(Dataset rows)
---*---

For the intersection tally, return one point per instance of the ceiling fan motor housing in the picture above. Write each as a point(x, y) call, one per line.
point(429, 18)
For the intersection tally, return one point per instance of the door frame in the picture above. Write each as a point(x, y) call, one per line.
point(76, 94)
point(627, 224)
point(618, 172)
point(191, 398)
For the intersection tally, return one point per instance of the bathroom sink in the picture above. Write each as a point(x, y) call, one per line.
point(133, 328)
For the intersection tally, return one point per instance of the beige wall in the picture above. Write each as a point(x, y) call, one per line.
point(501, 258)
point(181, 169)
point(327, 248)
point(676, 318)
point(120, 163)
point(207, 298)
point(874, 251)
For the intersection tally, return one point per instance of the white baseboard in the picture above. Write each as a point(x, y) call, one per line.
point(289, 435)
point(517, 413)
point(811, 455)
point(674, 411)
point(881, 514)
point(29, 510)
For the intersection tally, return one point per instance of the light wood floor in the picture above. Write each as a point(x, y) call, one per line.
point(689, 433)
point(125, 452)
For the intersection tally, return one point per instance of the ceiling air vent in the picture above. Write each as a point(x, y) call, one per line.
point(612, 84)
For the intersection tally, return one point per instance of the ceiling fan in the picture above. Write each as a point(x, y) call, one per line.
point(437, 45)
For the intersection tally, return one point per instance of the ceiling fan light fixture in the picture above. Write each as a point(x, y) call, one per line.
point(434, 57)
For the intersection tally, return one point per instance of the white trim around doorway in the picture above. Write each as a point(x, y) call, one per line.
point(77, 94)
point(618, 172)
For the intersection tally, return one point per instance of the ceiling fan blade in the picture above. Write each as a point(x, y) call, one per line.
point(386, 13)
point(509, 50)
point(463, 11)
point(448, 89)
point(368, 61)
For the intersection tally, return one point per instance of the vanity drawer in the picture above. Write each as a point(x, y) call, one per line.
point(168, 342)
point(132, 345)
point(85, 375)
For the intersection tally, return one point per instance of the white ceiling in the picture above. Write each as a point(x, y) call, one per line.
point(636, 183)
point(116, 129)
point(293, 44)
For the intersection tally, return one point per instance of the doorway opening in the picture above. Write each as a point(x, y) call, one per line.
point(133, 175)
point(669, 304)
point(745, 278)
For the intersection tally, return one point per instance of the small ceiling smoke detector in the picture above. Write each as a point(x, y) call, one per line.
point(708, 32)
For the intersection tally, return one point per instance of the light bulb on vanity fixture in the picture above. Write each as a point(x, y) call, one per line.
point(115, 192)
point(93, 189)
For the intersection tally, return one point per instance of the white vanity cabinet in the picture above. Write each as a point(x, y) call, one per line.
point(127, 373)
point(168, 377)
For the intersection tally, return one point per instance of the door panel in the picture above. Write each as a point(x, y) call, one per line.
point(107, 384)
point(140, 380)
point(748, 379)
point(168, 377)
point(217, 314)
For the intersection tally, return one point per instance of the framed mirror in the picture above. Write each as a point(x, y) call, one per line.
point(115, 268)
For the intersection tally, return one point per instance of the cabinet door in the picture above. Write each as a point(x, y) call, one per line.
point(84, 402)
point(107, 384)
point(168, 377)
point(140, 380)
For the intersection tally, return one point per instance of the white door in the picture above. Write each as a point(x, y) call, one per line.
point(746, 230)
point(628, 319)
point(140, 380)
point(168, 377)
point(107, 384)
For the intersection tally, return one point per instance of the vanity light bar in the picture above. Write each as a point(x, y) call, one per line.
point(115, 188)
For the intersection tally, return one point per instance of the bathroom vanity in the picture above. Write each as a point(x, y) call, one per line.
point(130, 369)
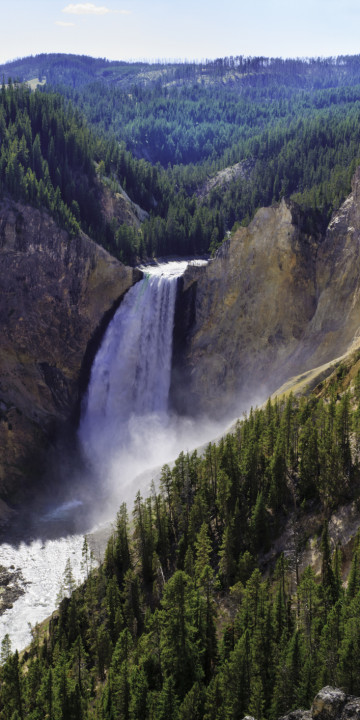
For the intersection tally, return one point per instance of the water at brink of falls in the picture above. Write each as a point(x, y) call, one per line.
point(125, 430)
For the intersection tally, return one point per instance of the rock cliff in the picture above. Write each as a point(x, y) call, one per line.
point(55, 292)
point(274, 302)
point(329, 704)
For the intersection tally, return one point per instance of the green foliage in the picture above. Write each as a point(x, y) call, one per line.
point(179, 618)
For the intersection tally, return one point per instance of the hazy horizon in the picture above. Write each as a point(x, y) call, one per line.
point(134, 30)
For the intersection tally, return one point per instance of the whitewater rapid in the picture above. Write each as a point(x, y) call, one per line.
point(125, 430)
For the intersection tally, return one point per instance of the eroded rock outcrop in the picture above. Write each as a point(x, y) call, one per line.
point(55, 291)
point(329, 704)
point(249, 307)
point(273, 303)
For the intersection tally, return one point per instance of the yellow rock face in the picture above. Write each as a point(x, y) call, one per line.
point(54, 293)
point(272, 304)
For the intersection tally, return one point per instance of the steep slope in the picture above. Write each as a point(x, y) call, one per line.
point(274, 302)
point(55, 293)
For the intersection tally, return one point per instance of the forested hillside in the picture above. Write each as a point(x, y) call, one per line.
point(162, 130)
point(189, 612)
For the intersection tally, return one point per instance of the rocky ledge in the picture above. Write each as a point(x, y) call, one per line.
point(55, 293)
point(329, 704)
point(273, 303)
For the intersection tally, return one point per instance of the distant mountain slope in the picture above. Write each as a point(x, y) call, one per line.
point(274, 302)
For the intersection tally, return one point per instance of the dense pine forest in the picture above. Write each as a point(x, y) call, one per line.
point(190, 611)
point(193, 609)
point(289, 128)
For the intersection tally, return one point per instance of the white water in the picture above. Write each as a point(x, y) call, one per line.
point(125, 430)
point(130, 377)
point(42, 564)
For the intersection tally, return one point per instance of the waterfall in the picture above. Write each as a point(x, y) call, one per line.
point(125, 430)
point(130, 378)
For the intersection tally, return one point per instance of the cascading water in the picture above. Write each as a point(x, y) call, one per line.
point(125, 429)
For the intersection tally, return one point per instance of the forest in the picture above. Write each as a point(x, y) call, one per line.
point(190, 611)
point(160, 132)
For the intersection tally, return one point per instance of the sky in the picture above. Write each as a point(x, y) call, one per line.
point(180, 29)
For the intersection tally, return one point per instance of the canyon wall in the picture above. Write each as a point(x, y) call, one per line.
point(274, 302)
point(55, 292)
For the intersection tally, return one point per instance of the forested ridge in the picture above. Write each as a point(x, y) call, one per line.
point(160, 131)
point(189, 612)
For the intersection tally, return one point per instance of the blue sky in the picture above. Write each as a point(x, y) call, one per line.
point(186, 29)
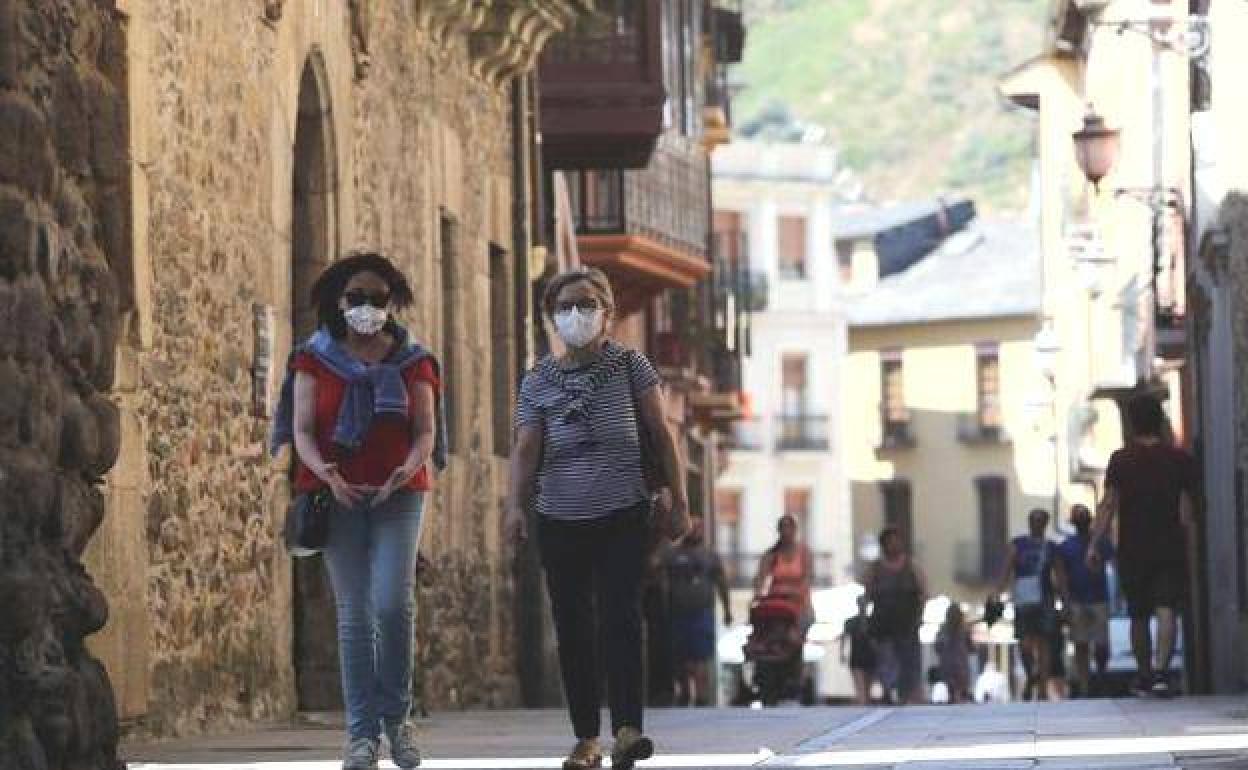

---*---

• Stated problem
Arrange every line of the material above as a numbered list, skipping any blank lines and leaving the pictures out.

• Written response
1. For the intersection tally, return one point per instance of the ceiling fan motor housing in the picture above. Write each as a point(x, y) call, one per line.
2. point(429, 18)
3. For the intersection tally, return one point per instance of the door frame in the picture above. Write each as a point(x, y) call, one per line.
4. point(76, 94)
5. point(627, 224)
6. point(618, 172)
7. point(191, 398)
8. For the intersection tally, return one point per instance of the bathroom sink in the picture above. Write each as a point(x, y) call, one per line.
9. point(133, 328)
10. For the intersection tally, return one point per instance of the beige wall in the picture above. Write each as a point(x, y) call, one per line.
11. point(501, 258)
12. point(181, 169)
13. point(327, 248)
14. point(676, 318)
15. point(120, 163)
16. point(207, 298)
17. point(874, 251)
18. For the intersection tally, return one point per instance of the white baseboard in the picture above. Write each as a point(x, y) call, one per line.
19. point(289, 435)
20. point(517, 413)
21. point(811, 455)
22. point(674, 411)
23. point(881, 514)
24. point(29, 510)
25. For the intersection tally, return one point per instance of the light wood floor in the picture above. Write each as a point(x, y) call, one per line.
26. point(689, 433)
27. point(125, 452)
28. For the intersection tally, return one point per instance of the ceiling air vent in the picture above. Write each as a point(x, y) call, one per line.
29. point(612, 84)
30. For the intersection tally, return one point per instance of the ceiling fan in the picture above. Write each as a point(x, y) call, one per line.
31. point(437, 45)
32. For the intersection tally, return one point per instance of the ceiling fan light fixture in the picture above. Write each as a point(x, y) call, one per line.
33. point(434, 57)
34. For the intersection tally, return one point per instance of the white trim around doorway in the picture above. Write each as a point(x, y) call, one per line.
35. point(77, 94)
36. point(618, 172)
37. For the intersection tally, return one point per instance of the ceiling fan blade in the picture above. Write each as a point(x, y) call, one per line.
38. point(386, 13)
39. point(509, 50)
40. point(463, 11)
41. point(448, 89)
42. point(368, 61)
43. For the intersection tally, return one point per instance of the vanity drawer in the picture above. Write each as a point(x, y) call, one per line.
44. point(168, 342)
45. point(132, 345)
46. point(85, 375)
47. For the intersection tally, return one point per instance of the white ceiling in the picture above. Write each as a point(x, y) call, one per line.
48. point(636, 183)
49. point(116, 129)
50. point(293, 44)
51. For the intersection tally, return one point per instance of the doorway opening in the picture above. Write each as a point(x, y) call, one per line.
52. point(133, 175)
53. point(669, 304)
54. point(745, 278)
55. For the intersection tally, return one point per instance of the small ceiling smoke detector in the picture above. Write each as a point(x, y) call, one per line.
56. point(708, 32)
57. For the intersection tally, return one point per instance of the light bulb on vanity fixture in the picture above. Write each as a point(x, y) call, one per line.
58. point(115, 192)
59. point(93, 189)
60. For the intersection tally, return one point per instance of the white vanity cabinet in the picture above. Write each as a point(x, y) call, one per line.
61. point(127, 373)
62. point(168, 377)
63. For the intersection tally, return one point per instance of the door panel in the picture above. Write each as a point(x, y) call, one per line.
64. point(107, 384)
65. point(140, 380)
66. point(748, 379)
67. point(168, 377)
68. point(217, 314)
69. For the intersection tally, return one point per instance of the framed mirror in the picture above. Write each as a point(x, y) call, one per line.
70. point(115, 268)
71. For the intersection tally, return one point per instance of the cabinet door in the picture above. Write each as a point(x, y) call, one per line.
72. point(84, 402)
73. point(107, 384)
74. point(168, 377)
75. point(140, 380)
76. For the intersection tally, return one point per instance of the white door in the picture above. Write each as a point(x, y) call, one per line.
77. point(746, 230)
78. point(628, 319)
79. point(140, 380)
80. point(168, 377)
81. point(107, 384)
82. For the intersection tally, return one point per instance of the vanity light bar in the picture above. Write each as a point(x, y) call, one per line.
83. point(115, 188)
84. For the intersection tally, return one point per instance of the bathroom vanity in the picture above. Write each as a point(x, y) call, one per line.
85. point(130, 369)
86. For the intersection tally, return one point per instance of the water at brink of falls in the picture above. Write each as a point(x, y) call, one per line.
87. point(125, 430)
88. For the intersection tally, return one point per instance of the rock cliff in the picture above. Write each as a point(x, y) call, one per line.
89. point(55, 292)
90. point(274, 302)
91. point(329, 704)
92. For the intersection tally, return one point per instance of the green foliage in the picture above. Write each as a point(x, y) call, one per line.
93. point(179, 618)
94. For the intersection tally, return one point per instance of the hazy horizon in the picture above. Write each as a point(x, y) call, one per line.
95. point(134, 30)
96. For the intersection tally, return one point per instance of the whitewater rapid in the picture above. Write each as a point(x, y) call, one per line.
97. point(125, 430)
98. For the intersection tally, return one point per instance of the eroded rock outcrop in the picture above. Write each as a point(x, y) call, one per line.
99. point(55, 291)
100. point(329, 704)
101. point(249, 307)
102. point(273, 303)
103. For the intersection tally, return one point per instance of the yellow rock face in the picture above. Write each as a point(x, y) call, one per line.
104. point(54, 293)
105. point(272, 304)
106. For the intersection tally, return one point per instance of the steep slope in the picture above. Write each as a point(x, y) call, one per line.
107. point(274, 302)
108. point(55, 293)
109. For the intersection tally, return one point per instance of the forested hillside in the picture above. Write each as a point(x, y) call, one per line.
110. point(162, 130)
111. point(189, 612)
112. For the intersection tally, return one point per instance of the rocky ledge in the picture above. Write each as a point(x, y) call, one per line.
113. point(55, 293)
114. point(329, 704)
115. point(273, 303)
116. For the intersection tally, return one point per instance of the distant mountain slope in the picture above. Write each as a point(x, y) call, one per line.
117. point(274, 302)
118. For the intersection tally, return one point per instance of the dense pine forest in the picture above. Write each as a point(x, y) call, one per line.
119. point(190, 611)
120. point(193, 609)
121. point(289, 128)
122. For the intersection tally, return one point per instance of the white water in the picture above. Write each as a point(x, y) call, one per line.
123. point(125, 430)
124. point(130, 377)
125. point(42, 564)
126. For the intersection tally, return one point per instance of the waterfall in the picture above. Write each as a point(x, y) call, one per line.
127. point(125, 430)
128. point(130, 378)
129. For the intersection tally, return one point per instance of the cascading water in the picture above. Write each as a point(x, y) call, one per line.
130. point(125, 429)
131. For the intersection tally, return one point per instance of the forest in the picture above. Write each as a point(x, y) call, one per line.
132. point(190, 611)
133. point(160, 132)
134. For the intersection tally, return one point per instance of the sky in the picture above. Write each as a point(x, y) call, one per line.
135. point(180, 29)
136. For the intersection tally, return one point per instance of the canyon wall in the picture above. Write each as a point(x, y) call, one per line.
137. point(274, 302)
138. point(55, 292)
139. For the intersection tally, return one point per instance of the forested ridge in the picture above. Write each as a point(x, y) call, one per line.
140. point(160, 131)
141. point(189, 612)
142. For the intersection tally, return one point per instance of the blue sky in the picture above. Write each as a point(x, y) call, one per line.
143. point(186, 29)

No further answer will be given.